**TASK INPUTS:**
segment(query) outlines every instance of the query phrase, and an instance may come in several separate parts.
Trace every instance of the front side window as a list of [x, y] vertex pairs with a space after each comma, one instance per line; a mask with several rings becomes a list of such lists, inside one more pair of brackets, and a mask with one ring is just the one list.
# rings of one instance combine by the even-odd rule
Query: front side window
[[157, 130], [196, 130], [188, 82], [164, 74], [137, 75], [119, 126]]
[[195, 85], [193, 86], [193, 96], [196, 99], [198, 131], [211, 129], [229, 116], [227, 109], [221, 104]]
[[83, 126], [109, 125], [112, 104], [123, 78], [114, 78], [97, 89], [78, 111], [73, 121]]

**TASK DESCRIPTION:** Put every line of the rows above into a numbered list, leaving out any blank lines.

**IN RESPONSE:**
1. segment(query) outlines every instance of the query phrase, and an instance may come in several separate parts.
2. Trace every instance of the front side window as a list of [x, y] vertex pairs with a space after each comma, one instance per line; a mask with several rings becomes a list of such lists, inside one more pair of brackets, and a mask with one ring is just the one list.
3. # rings of one instance combine by the even-odd rule
4. Query: front side window
5. [[157, 130], [196, 130], [188, 82], [164, 74], [137, 75], [119, 126]]
6. [[195, 85], [193, 86], [193, 96], [196, 99], [198, 131], [211, 129], [229, 116], [227, 109], [221, 104]]
7. [[83, 126], [109, 125], [112, 104], [123, 78], [114, 78], [97, 89], [78, 111], [73, 121]]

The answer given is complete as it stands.